• **Passage shown**:
__________

Rombauts: The sooner the people sequencing BACs share them, the sooner the quality software will be there.


Schoof:  Non-specific gene predictors are going to be used no matter what.  As long as we have transparency in the way they are used, we can compensate at some point.

Rombauts:  Just be careful and take all of your data from these with a grain of salt.

L: It just has to be clear to all concerned (funding agencies, users, etc) that the data is going to be a little inaccurate at the outset. 

Eileen:  Maybe we can set up a timeline for the goodness of the dataset, with certain date-based landmarks --- second-stage annotation, third-stage, etc.  Heiko (Schoof) is right.  The whole community has to be aware of the shortcomings of the gene finding programs.

Farid Regad:  maybe each country can contribute to a fully-annotated BAC or two, as a spot-check on the predicted genes.

Eileen: Good idea.

Valle:  That is such a huge amount of work!

L: I think that should only be done with the high-quality annotation.  You would have a lot of work that would not be confirmed.

Schoof:  Well, while you can use EST assemblies....the experience usually is that if you have coverage on both the 5' and 3' ends you can use it pretty well in a training set.  

Schoof:  So at what stage do we want to put the annotation in big databases like genbank?  While it's still preliminary or not until it's high-quality?

L: I would strongly prefer that we wait, because even with the update tools...

--?:  I think this is a VERY big decision that needs to have discussion among all the PIs.

Schoof:  If we decide to put it early into Genbank, we have to make it clear that it's preliminary.  There are different levels of compromise.

Rombauts:  With the sequences, you can have something like stage1, stage2, stage3, that enumerates how firm the annotation is.

Schoof:  That comes back to how we do medicago, where every gene call has to have an associated category like that.

__________

• **Excerpted data**:
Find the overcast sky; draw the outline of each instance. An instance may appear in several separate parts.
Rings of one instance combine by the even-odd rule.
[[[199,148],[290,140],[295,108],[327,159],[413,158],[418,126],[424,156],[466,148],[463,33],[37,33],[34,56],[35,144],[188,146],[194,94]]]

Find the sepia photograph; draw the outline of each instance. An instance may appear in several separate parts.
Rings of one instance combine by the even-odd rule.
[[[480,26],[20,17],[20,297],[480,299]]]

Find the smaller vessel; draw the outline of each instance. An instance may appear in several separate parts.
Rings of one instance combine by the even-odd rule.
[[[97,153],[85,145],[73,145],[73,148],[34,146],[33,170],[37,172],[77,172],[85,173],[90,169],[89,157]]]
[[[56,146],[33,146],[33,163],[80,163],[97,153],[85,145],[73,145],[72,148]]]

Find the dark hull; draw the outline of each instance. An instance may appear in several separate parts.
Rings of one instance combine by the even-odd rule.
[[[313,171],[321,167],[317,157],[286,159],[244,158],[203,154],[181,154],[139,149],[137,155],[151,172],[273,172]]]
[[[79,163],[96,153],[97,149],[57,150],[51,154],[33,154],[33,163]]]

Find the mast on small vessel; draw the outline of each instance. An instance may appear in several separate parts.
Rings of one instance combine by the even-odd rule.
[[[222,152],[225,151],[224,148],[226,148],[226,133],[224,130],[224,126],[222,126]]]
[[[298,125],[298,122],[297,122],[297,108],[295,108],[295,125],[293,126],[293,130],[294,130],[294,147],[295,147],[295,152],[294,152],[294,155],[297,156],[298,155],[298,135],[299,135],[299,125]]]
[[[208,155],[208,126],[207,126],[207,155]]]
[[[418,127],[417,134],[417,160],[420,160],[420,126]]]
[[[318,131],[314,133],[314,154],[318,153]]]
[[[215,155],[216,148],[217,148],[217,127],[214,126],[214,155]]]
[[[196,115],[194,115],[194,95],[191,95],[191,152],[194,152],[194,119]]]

__________

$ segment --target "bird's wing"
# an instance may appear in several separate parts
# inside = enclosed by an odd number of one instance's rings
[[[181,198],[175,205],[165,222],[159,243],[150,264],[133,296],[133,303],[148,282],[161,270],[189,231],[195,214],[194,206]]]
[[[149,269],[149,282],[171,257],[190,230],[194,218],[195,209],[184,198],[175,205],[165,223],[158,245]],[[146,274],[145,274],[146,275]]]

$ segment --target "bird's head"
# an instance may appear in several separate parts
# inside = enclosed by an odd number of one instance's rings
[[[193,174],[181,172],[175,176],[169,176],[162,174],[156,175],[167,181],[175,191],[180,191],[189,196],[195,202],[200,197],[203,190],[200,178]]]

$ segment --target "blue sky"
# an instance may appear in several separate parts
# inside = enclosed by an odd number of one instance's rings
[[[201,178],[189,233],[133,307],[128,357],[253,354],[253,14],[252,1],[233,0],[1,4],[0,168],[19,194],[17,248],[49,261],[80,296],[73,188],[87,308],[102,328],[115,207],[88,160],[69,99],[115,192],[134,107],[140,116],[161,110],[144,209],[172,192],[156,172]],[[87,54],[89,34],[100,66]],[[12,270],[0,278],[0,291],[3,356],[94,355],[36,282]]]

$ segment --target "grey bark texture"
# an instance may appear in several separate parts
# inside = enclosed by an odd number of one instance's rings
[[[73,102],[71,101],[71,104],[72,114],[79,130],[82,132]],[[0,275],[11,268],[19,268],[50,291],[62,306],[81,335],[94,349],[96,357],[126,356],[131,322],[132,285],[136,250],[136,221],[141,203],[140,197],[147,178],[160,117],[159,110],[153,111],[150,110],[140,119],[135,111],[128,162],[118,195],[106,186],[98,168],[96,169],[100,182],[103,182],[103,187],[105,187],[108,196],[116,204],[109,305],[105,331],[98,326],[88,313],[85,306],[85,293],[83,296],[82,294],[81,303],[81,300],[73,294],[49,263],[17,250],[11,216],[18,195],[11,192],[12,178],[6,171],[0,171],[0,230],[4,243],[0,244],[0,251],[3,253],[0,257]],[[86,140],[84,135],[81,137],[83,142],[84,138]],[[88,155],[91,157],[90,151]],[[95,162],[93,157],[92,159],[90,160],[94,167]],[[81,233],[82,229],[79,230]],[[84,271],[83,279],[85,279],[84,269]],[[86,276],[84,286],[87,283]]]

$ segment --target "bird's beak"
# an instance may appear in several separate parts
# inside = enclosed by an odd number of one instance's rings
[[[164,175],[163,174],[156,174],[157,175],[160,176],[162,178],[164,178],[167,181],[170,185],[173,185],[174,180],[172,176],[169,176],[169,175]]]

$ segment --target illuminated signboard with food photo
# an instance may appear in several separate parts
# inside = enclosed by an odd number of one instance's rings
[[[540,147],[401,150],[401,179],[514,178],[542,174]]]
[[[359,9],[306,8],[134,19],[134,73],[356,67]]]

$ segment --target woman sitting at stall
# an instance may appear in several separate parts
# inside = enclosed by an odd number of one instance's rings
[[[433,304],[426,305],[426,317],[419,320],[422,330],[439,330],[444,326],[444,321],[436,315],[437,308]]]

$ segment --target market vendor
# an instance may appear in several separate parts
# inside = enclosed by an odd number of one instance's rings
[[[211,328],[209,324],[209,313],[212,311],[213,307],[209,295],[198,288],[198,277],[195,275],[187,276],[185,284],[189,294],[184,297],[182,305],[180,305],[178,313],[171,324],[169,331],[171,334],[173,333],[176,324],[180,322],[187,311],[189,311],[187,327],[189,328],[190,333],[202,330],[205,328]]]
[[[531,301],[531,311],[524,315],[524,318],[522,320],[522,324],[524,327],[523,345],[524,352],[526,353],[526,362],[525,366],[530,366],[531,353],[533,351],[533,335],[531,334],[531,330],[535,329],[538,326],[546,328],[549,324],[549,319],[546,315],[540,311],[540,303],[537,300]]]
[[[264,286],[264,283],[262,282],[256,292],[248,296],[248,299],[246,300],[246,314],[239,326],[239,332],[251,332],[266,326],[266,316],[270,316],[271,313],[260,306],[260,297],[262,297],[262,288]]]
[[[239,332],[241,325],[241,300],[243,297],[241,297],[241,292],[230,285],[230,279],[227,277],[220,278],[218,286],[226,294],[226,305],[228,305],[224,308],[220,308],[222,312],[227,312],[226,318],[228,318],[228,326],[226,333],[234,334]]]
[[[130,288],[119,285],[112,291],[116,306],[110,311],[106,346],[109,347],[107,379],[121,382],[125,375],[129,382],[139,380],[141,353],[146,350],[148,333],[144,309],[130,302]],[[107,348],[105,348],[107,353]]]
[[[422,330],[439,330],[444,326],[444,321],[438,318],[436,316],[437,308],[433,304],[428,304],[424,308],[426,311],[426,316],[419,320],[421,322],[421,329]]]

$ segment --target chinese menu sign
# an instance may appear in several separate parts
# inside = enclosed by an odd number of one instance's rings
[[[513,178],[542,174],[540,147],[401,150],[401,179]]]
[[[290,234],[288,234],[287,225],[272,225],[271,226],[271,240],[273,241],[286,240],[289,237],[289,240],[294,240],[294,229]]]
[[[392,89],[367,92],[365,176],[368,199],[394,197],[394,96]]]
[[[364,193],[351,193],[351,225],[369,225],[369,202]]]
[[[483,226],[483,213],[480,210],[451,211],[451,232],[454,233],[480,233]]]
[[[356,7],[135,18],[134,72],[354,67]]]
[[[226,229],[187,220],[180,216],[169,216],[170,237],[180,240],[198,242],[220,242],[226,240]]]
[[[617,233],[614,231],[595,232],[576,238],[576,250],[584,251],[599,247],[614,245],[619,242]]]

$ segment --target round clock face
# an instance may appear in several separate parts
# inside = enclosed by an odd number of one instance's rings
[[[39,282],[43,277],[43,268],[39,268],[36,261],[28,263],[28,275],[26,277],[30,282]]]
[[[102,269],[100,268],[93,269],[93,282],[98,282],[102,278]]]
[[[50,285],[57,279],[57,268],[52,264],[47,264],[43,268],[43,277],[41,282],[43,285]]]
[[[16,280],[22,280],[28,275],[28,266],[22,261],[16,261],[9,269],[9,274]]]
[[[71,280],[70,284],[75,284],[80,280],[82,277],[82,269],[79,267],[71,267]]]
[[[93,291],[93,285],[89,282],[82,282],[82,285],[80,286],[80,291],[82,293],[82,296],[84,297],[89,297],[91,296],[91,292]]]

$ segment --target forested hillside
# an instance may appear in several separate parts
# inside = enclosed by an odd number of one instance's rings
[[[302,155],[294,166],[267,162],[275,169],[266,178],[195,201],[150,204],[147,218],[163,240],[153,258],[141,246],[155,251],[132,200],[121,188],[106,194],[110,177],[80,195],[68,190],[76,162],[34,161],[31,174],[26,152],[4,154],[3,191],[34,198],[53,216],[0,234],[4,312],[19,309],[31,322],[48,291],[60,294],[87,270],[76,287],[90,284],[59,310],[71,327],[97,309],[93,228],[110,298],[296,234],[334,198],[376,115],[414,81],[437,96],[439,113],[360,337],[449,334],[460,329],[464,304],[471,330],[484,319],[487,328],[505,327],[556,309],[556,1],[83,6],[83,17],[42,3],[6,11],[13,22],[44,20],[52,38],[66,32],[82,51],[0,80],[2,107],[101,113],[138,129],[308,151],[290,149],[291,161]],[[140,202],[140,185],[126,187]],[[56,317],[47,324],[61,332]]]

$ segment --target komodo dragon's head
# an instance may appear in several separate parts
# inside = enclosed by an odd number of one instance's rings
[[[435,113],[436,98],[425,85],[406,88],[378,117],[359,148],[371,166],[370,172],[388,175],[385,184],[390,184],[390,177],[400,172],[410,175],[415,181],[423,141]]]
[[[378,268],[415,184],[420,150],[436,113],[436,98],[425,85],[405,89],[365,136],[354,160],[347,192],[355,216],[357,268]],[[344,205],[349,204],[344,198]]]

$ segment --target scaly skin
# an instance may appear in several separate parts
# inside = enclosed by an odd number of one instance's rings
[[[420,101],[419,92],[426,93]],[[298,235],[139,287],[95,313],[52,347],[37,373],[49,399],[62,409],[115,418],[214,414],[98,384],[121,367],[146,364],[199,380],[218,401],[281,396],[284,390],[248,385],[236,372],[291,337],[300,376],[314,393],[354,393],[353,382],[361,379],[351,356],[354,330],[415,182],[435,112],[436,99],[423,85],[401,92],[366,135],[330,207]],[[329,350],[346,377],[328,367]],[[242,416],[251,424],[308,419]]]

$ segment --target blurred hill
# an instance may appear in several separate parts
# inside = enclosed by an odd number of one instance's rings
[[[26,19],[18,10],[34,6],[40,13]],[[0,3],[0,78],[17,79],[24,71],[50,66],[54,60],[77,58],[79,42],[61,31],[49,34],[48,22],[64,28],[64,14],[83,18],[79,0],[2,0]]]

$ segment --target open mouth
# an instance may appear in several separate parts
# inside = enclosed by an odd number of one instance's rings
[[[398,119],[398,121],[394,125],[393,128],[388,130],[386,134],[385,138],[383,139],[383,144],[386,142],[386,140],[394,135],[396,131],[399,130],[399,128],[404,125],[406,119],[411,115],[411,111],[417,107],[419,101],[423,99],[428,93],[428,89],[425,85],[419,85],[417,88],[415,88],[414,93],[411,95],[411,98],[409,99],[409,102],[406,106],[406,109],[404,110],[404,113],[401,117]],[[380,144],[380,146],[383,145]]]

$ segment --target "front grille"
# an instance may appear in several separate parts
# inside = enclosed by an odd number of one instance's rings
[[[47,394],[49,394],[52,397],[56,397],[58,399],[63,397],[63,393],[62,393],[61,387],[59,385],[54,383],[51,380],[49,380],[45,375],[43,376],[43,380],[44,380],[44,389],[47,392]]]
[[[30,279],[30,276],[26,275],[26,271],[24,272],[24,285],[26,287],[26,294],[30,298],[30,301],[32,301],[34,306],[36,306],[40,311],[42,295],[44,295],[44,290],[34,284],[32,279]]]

__________

• **What to do**:
1. In the genome annotation discussion, what does Farid Regad suggest each country contribute?
2. Resume the genome annotation discussion after its final line, keeping the same transcript format of speaker names followed by their remarks.

• **Answer set**:
1. A fully-annotated BAC or two, as a spot-check on the predicted genes.

2.
Meyer:  How do the vertebrate people do it?

all: we should ask them.

--?: Users want every there and have the ability to filter themselves.

Chiusano:  If you do large-scale analysis, you can have trouble if you don't have good predictions.  It is a good idea to annotate this data as to how good it is.

L:  Are there any other points?

Schoof:  Do we have a decision on this annotation submission?

L:  No.  I'm worried that crappy annotations will live forever.  But if we can update them, I guess we should submit them, but there is a danger that they won't get updated.

Rombauts:  Ideal would be that every BAC is submitted under the consortium so every member gets updates, and we should do the phase1,2,3,etc.

--?:  We can just put it in the definition line.

L:  There are going to be some problem BACs that will never be finished and might live forever as low-quality.  But they might cover a lot of area and they still need to be public.  In general terms, we should make available all the sequence that we have.

Schoof:  So we have to write a letter to EMBL and/or Genbank that makes a communal consortium account to submit BACs.

L:  Let's discuss this on sol-steering.

Rombauts:  The phases of annotation must be described.  Not just on a gene-by-gene basis, but on a overall BAC-by-BAC basis, describing the phase of the pipeline that was used for gene prediction on that BAC.

Valle: We have to distinguish between the prediction and the sequencing.

Sharma:  Can there be scoring on the pipelines, so there is a continuum of how good it can be considered to be?

Schoof:  We can't right now.

6?: Maybe we can have two scores, one for the pipeline, one for the quality of the data that was fed to it.

Humphray:  That's similar to what Human is doing.  In Vega, it's all manual, in Ensembl, it's all automatic.  Your confidence is adjusted for the system you're using.

Schoof:  In medicago, we give the identifier of the tool used, and it's up to the medicago tool devels(?) to document what that actually means.  

van Hamm: Seems like most vertebrate genome projects now are whole-genome shotgun, so you naturally have more centralization.

L: So shall we go around for final comments and then adjourn?

C. Nicholson: ...

L: I'll make a mailing list for tomato-cap-something.

L: Other comments?

L: So what are the dinner plans?


L: everybody send their notes to me.  And their presentations.